» **Problem statement**: Output the lines below as a JSON list of strings, one string per line with blank lines omitted, starting at the line containing "out the metal" and ending at the line containing "[(46, 152), (582, 186), (567, 296)]", both included.

» **Information given**:
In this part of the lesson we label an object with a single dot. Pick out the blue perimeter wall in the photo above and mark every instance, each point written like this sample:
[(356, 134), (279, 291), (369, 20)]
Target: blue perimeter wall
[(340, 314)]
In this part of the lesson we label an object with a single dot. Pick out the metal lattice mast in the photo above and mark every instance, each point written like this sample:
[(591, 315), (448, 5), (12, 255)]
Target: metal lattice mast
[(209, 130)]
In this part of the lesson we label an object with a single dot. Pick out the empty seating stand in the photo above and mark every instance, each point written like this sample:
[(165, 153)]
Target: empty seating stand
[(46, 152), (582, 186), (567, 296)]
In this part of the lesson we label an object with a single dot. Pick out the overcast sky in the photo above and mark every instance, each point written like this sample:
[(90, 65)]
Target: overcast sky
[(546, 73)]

==

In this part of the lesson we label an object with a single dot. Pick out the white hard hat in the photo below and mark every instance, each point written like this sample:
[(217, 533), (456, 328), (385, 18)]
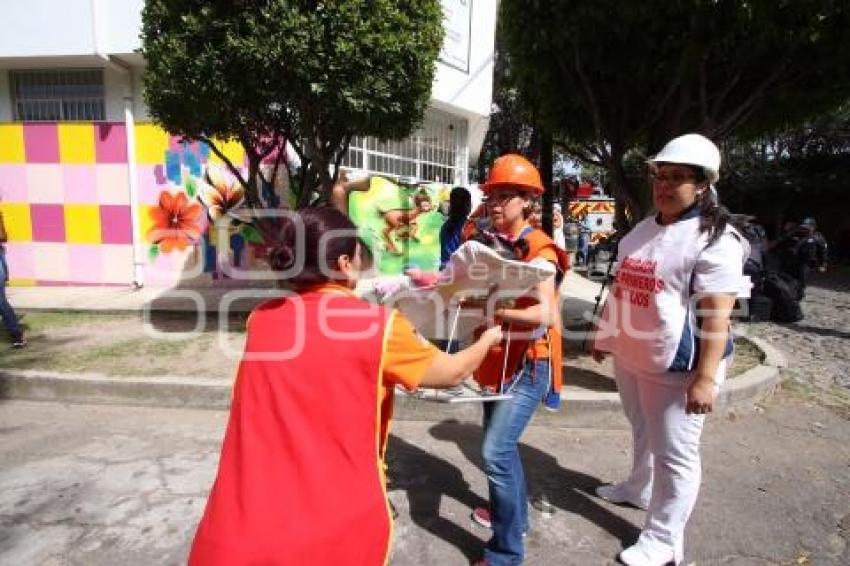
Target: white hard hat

» **Correct answer**:
[
  "In this part of the lesson we label an object with a single dot. Pick out the metal lattice mast in the photo above and mark every instance, each point written like this sample:",
  "[(591, 315), (448, 5), (12, 255)]",
  "Target: metal lattice mast",
  "[(209, 130)]",
  "In this part of the lesson we label an object with a single dot. Pick out the empty seating stand in the photo above and mark every instance, each point written like this sample:",
  "[(165, 153)]",
  "Target: empty seating stand",
  "[(46, 152), (582, 186), (567, 296)]"
]